### TAREFAS E EXERCÍCIOS
- a) No trecho sobre a ida à academia, em que data se passa o relato?
- b) Liste todas as frases do trecho sobre a ida à academia que contêm a expressão "não sei".
- c) Reproduza a parte do trecho sobre a ida à academia que abre com as palavras que contêm "Os alterados da" e fecha com "um dia especial!".

O que sei é que hoje, dia vinte e quatro de dezembro de 2015, no Rio de Janeiro está fazendo um calor desgramado! Bom, e nesse calor nada melhor que ir para academia! Sim, neste dia de espíritos alterados, resolvi ir à academia e pedalar, talvez também tentando provar que me incluo na lista dos alterados.
Os alterados da academia hoje estavam escassos, o que só faz aumentar o status de estranheza dos espíritos presentes. Bom, não sei bem o porquê, fui na academia. Também não sei bem porque não deveria ter ido.
- Ahhhh, natal é um dia especial!
- Hum, ok. De fato, hoje o funcionamento das academias tem horário especial.
Não gosto de academia. Mesmo quando esqueço disso, minha foto no registro de matrícula sempre aparece no computador a cada entrada para me lembrar. Se acontecesse um concurso, não sei se eu ganharia, mas arrisco dizer que estou entre as dez fotografias mais desanimadas do mundo da história das fotografias de academias.

Registros de posicionamento de pontos:
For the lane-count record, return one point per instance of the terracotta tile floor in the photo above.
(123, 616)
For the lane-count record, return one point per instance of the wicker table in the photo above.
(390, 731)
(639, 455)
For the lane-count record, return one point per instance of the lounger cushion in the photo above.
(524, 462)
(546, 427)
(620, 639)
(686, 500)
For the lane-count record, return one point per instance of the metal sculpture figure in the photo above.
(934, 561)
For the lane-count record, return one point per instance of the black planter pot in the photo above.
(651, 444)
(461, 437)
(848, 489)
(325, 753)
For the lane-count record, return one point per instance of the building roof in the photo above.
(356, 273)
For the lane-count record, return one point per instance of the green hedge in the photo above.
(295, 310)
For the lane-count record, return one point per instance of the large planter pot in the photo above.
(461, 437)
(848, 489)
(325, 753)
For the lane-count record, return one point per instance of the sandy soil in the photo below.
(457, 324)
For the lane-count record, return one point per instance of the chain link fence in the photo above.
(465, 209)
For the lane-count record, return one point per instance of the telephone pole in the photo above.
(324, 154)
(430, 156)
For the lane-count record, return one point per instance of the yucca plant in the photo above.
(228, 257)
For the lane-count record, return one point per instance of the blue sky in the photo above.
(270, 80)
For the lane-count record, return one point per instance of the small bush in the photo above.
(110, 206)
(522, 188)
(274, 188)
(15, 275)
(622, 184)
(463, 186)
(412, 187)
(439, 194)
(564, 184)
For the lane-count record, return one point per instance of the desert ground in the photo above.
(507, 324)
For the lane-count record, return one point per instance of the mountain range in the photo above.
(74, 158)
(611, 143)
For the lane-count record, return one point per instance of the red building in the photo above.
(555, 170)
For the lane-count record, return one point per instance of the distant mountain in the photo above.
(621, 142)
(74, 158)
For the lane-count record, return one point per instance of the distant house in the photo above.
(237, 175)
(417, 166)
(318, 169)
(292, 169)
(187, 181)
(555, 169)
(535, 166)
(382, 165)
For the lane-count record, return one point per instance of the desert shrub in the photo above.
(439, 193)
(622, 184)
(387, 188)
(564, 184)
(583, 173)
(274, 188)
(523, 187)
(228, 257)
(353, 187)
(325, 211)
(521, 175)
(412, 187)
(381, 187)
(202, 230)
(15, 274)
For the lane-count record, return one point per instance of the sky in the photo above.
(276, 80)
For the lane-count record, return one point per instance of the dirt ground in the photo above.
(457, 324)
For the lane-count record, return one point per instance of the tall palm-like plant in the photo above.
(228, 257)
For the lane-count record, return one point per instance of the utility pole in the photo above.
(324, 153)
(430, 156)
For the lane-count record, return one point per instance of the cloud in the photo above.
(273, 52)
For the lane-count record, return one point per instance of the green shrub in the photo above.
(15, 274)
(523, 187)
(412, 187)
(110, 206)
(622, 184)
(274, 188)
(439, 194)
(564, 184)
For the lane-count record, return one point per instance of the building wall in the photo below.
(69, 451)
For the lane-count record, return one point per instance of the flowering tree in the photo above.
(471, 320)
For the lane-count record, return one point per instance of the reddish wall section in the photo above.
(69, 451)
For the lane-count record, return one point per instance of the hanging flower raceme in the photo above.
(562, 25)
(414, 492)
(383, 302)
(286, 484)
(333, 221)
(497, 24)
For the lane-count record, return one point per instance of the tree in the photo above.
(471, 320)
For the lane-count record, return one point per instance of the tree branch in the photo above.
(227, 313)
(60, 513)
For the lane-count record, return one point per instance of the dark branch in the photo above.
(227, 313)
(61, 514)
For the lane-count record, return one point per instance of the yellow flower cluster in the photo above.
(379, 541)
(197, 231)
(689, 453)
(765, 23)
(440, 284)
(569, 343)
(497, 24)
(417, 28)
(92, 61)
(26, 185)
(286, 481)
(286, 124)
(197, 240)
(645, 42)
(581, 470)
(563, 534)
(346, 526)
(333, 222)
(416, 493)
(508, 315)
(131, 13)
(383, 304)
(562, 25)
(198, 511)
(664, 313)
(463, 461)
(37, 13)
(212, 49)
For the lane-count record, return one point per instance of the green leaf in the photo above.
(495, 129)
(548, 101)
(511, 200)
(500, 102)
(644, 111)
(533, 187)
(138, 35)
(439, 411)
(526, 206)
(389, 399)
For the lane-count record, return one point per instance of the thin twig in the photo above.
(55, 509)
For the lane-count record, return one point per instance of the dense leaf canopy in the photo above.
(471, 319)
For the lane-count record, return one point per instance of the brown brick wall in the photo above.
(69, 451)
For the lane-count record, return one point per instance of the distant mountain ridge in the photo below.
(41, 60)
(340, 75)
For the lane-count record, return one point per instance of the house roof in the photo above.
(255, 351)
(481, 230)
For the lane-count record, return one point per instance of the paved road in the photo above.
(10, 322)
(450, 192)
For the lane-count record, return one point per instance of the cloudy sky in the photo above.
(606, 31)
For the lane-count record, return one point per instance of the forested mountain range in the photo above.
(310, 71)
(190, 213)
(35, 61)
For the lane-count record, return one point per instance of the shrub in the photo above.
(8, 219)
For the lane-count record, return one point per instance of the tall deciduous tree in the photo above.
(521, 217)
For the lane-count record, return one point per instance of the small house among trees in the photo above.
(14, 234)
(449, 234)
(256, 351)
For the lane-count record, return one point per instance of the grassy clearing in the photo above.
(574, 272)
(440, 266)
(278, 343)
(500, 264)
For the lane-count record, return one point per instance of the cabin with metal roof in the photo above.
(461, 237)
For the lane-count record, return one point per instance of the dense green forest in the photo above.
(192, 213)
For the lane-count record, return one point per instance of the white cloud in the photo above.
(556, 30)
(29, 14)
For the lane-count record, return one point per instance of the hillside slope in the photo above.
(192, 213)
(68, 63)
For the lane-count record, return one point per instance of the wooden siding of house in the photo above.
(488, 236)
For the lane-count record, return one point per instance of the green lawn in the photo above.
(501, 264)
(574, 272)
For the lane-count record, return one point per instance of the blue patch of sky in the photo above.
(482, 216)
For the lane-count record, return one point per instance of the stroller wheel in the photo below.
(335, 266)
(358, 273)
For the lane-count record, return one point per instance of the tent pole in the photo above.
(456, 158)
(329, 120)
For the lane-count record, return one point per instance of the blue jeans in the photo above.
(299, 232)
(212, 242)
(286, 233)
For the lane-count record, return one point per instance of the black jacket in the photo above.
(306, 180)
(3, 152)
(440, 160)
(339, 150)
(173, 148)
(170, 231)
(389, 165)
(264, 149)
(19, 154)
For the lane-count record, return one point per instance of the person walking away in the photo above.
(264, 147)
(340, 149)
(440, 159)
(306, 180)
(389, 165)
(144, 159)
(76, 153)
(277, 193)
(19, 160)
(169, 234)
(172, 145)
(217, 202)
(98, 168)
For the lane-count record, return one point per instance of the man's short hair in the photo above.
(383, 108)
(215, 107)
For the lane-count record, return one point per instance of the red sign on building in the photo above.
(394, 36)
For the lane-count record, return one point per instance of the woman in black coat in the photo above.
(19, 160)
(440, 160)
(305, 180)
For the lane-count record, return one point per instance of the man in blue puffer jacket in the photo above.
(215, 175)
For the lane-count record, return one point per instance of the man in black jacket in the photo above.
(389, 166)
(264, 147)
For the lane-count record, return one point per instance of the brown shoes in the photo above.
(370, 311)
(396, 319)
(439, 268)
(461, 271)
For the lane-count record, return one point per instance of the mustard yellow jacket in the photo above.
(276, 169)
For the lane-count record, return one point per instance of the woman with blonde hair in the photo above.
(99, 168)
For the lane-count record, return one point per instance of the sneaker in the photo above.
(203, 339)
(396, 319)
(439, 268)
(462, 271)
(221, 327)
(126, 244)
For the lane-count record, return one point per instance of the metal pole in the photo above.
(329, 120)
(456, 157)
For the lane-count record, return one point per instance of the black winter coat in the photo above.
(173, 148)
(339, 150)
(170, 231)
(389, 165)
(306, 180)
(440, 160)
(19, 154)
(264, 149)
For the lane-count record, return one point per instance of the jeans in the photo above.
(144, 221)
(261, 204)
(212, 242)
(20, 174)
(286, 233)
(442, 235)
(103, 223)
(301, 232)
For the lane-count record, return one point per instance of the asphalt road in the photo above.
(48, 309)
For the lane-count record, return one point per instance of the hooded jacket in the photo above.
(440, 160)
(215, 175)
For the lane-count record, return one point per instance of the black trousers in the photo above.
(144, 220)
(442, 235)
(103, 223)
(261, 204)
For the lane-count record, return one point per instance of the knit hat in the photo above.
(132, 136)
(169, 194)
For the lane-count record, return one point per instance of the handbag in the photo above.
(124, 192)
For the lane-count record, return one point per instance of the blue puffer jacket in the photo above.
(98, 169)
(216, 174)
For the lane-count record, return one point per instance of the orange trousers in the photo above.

### RESULTADOS DO EXERCÍCIO
- a) No dia vinte e quatro de dezembro de 2015.

- b)
- Bom, não sei bem o porquê, fui na academia.
- Também não sei bem porque não deveria ter ido.
- Se acontecesse um concurso, não sei se eu ganharia, mas arrisco dizer que estou entre as dez fotografias mais desanimadas do mundo da história das fotografias de academias.

- c)
Os alterados da academia hoje estavam escassos, o que só faz aumentar o status de estranheza dos espíritos presentes. Bom, não sei bem o porquê, fui na academia. Também não sei bem porque não deveria ter ido.
- Ahhhh, natal é um dia especial!